Texto:
▬▬▬▬▬▬▬▬▬▬
Corrala es un tipo de vivienda característica del viejo Madrid, diseñada como casa de corredor con armazón general de madera, cuyos balcones dan a un patio interior. Modelo de edificación de vecindad populosa y castiza de los siglos XVII, XVIII y XIX, las corralas fueron inmortalizadas en novelas como Fortunata y Jacinta, de Benito Pérez Galdós. También pueden encontrarse ejemplos en otras ciudades españolas, como Cádiz, Málaga, Sevilla, Valencia, Valladolid, o incluso Vitoria-Gasteiz y en diversas localidades de Castilla y La Mancha. En Suramérica, le dan la réplica los llamados "conventillos" e inquilinatos en Santiago de Chile o Valparaíso, Buenos Aires o Montevideo.
El edificio presenta una fachada por lo general estrecha y en ella un portalón que da paso al patio o corral que es el centro vital de la corrala. Una escalera permite ir subiendo a los pisos, cada uno de los cuales dispone de un corredor (galería abierta o pasillo balconado que a veces llega a rodear todo el patio) con entradas a las pequeñas viviendas que tipifican esta construcción. Aunque este tipo de viviendas de corredor varia dependiendo de la figura que presenta su planta, el modelo más habitual dispone de corredores en torno a un patio central siguiendo el dibujo de la planta en forma de U o de O, siempre y cuando el patio esté cerrado por sus cuatro lados.
▬▬▬▬▬▬▬▬▬▬
[Entradas de un conjunto de datos de señalamiento]
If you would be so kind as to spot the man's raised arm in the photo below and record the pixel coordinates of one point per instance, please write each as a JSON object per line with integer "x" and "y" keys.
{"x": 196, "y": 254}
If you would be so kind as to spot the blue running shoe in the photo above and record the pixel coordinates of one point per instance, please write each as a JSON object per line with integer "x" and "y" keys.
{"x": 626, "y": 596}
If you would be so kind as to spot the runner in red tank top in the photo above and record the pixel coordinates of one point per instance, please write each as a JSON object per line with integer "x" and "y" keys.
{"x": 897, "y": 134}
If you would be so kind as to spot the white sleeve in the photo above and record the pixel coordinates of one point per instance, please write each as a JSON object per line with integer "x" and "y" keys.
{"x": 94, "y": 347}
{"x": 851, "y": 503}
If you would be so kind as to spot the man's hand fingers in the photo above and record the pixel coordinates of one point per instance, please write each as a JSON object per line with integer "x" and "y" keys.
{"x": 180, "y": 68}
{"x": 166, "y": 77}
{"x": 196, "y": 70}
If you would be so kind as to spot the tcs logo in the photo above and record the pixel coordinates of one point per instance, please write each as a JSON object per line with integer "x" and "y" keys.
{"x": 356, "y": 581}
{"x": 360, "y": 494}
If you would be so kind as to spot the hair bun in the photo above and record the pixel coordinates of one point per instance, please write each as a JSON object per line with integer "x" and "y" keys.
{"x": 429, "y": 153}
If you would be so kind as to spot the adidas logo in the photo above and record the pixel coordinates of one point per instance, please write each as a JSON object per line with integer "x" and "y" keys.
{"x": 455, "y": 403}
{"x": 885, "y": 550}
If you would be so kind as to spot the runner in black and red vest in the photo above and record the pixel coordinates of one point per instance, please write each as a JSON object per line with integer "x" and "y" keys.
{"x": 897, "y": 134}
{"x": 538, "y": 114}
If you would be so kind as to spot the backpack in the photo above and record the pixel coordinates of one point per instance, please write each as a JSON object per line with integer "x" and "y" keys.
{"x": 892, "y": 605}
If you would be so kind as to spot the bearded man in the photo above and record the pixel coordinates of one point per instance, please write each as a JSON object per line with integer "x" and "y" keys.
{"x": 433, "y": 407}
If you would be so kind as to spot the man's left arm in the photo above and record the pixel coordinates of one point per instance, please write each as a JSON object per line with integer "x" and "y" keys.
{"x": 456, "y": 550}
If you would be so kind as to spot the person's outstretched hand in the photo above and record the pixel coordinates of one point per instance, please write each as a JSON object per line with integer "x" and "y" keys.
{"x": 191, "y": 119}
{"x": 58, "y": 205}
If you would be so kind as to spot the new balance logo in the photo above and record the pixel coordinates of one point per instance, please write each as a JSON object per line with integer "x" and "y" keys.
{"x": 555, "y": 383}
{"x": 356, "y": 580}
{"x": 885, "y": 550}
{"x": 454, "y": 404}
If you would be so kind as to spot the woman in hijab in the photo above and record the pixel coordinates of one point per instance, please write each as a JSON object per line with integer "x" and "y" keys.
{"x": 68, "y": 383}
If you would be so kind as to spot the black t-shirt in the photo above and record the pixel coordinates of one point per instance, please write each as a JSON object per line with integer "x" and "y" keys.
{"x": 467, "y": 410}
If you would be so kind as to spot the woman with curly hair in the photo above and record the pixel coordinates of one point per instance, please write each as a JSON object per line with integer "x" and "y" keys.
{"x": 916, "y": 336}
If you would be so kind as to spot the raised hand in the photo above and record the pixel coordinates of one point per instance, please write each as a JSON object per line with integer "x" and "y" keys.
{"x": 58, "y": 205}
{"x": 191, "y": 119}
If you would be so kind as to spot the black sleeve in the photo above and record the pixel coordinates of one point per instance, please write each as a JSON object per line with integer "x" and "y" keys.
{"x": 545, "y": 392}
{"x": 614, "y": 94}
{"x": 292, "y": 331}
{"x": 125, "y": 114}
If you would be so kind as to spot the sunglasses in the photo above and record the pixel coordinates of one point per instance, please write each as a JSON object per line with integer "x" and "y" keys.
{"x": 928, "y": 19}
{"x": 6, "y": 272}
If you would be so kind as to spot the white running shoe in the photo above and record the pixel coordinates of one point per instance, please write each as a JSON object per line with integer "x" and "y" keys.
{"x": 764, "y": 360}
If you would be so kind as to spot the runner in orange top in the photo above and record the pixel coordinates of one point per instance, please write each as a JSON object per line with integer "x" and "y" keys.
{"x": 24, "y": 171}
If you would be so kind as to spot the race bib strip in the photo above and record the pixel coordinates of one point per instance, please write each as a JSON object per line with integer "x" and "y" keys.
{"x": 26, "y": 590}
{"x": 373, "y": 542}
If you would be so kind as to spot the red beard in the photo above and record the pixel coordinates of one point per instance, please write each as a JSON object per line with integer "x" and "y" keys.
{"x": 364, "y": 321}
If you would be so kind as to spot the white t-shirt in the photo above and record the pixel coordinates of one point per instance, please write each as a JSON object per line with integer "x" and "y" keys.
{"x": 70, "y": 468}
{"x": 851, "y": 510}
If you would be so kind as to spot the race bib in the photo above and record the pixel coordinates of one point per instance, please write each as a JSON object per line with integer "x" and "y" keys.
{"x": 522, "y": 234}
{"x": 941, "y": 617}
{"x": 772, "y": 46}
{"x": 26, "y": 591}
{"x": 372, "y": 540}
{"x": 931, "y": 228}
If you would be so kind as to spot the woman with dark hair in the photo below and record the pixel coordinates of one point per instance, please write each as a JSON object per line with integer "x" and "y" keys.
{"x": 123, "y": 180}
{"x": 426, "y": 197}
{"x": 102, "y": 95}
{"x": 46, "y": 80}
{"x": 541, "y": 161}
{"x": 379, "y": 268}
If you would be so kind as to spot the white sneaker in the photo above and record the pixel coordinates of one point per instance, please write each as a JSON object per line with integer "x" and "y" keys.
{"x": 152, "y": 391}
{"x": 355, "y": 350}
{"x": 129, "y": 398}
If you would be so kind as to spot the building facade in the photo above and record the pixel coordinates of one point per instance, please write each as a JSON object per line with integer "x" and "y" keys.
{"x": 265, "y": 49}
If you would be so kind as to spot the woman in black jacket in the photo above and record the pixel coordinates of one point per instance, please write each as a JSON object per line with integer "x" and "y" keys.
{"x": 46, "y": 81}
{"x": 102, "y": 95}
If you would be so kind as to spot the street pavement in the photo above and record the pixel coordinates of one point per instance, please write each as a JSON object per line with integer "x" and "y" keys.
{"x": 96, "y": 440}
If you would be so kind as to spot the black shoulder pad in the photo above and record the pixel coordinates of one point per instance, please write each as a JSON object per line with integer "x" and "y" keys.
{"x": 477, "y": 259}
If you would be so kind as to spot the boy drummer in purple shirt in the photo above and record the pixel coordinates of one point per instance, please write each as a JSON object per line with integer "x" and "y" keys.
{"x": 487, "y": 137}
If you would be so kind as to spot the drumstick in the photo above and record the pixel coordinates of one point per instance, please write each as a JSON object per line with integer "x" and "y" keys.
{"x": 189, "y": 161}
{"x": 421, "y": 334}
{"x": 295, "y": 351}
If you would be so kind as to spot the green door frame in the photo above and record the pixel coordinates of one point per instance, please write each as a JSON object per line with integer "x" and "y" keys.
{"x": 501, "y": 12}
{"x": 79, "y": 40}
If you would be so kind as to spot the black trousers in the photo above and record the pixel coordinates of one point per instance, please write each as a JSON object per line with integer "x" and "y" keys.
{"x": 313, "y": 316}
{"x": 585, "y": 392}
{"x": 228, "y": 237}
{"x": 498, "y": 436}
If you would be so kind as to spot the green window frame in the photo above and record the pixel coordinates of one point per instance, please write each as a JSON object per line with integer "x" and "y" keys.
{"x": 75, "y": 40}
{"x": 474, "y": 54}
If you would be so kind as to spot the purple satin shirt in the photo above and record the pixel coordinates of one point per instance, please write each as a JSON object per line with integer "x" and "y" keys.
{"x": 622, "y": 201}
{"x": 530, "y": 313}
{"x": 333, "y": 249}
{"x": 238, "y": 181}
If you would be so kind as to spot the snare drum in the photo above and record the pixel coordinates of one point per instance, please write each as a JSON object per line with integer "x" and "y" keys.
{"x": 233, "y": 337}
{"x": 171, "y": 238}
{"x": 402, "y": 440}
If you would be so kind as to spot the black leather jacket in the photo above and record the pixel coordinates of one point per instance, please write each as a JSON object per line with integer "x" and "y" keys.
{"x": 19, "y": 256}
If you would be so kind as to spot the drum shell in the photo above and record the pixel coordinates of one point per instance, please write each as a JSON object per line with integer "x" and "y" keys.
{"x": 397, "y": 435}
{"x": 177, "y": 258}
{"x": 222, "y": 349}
▬▬▬▬▬▬▬▬▬▬
Tareas por realizar:
1. Reescribe como una lista breve el párrafo del texto sobre las corralas que empieza con "El edificio presenta una fachada". Conserva sus datos principales.
2. Transcribe del texto sobre las corralas el fragmento que comienza con "El edificio presenta" y continúa hasta "sus cuatro lados.".
3. Prosigue el texto sobre las corralas a partir de su última oración, con el mismo registro expositivo.

Respuestas esperadas:
1.
- La fachada suele ser estrecha y tiene un portalón que da paso al patio o corral, centro vital de la corrala.
- Una escalera conduce a los pisos. Cada piso cuenta con un corredor, una galería abierta o un pasillo balconado que a veces rodea todo el patio, con entradas a pequeñas viviendas.
- La forma de la planta hace variar el tipo. Lo más habitual son corredores en torno a un patio central, con planta en U o en O, siempre que el patio esté cerrado por sus cuatro lados.

2.
El edificio presenta una fachada por lo general estrecha y en ella un portalón que da paso al patio o corral que es el centro vital de la corrala. Una escalera permite ir subiendo a los pisos, cada uno de los cuales dispone de un corredor (galería abierta o pasillo balconado que a veces llega a rodear todo el patio) con entradas a las pequeñas viviendas que tipifican esta construcción. Aunque este tipo de viviendas de corredor varia dependiendo de la figura que presenta su planta, el modelo más habitual dispone de corredores en torno a un patio central siguiendo el dibujo de la planta en forma de U o de O, siempre y cuando el patio esté cerrado por sus cuatro lados.

3.
La corrala toma elementos de otros dos edificios típicos del Madrid barroco: las casas a la malicia y los patios adaptados a corrales de comedias. Las viviendas, oscuras, mal ventiladas y minúsculas —no podían superar, por ley, los 30 metros cuadrados—, se distribuían dentro de un riguroso orden preferente que establecía claras diferencias de clase social, aun dentro de su miseria general.
En el Madrid preindustrial del siglo XIX, estos inmuebles permitieron albergar a las numerosas familias llegadas a la capital en busca de trabajo. De ahí que la mayoría de las corralas se encuentren en barrios próximos a antiguas zonas fabriles de la capital española, como las barriadas de Lavapiés, Embajadores y el barrio de La Latina, vecinos al antiguo matadero y a la Fábrica de Tabacos.
Benito Pérez Galdós, como después Baroja, Corpus Barga, y otros muchos novelistas precursores del realismo social del siglo XX, dibujó la corrala madrileña con pincel velazqueño —es decir, "con precisión y cariño"—; así puede leerse en estos párrafos de Fortunata y Jacinta, una de sus obras más conocidas:
"«Aquí es» dijo Guillermina, después de andar un trecho por la calle del Bastero y de doblar una esquina. No tardaron en encontrarse dentro de un patio cuadrilongo. Jacinta miró hacia arriba y vio dos filas de corredores con antepechos de fábrica y pilastrones de madera pintada de ocre, mucha ropa tendida, mucho refajo amarillo, mucha zalea puesta a secar, y oyó un zumbido como de enjambre. En el patio, que era casi todo de tierra, empedrado sólo a trechos, había chiquillos de ambos sexos y de diferentes edades. Una zagalona tenía en la cabeza toquilla roja con agujeros, o con orificios, como diría Aparisi; otra, toquilla blanca, y otra estaba con las greñas al aire. Esta llevaba zapatillas de orillo, y aquella botitas finas de caña blanca, pero ajadas ya y con el tacón torcido. Los chicos eran de diversos tipos. Estaba el que va para la escuela con su cartera de estudio, y el pillete descalzo que no hace más que vagar. Por el vestido se diferenciaban poco, y menos aún por el lenguaje, que era duro y con inflexiones dejosas.
«Chicooo... mia éste... Que te rompo la cara... ¿sabeees...?».
—¿Ves esa farolona?—dijo Guillermina a su amiga—, es una de las hijas de Ido... Esa, esa que está dando brincos como un saltamontes... ¡Eh!, chiquilla... No oyen... venid acá.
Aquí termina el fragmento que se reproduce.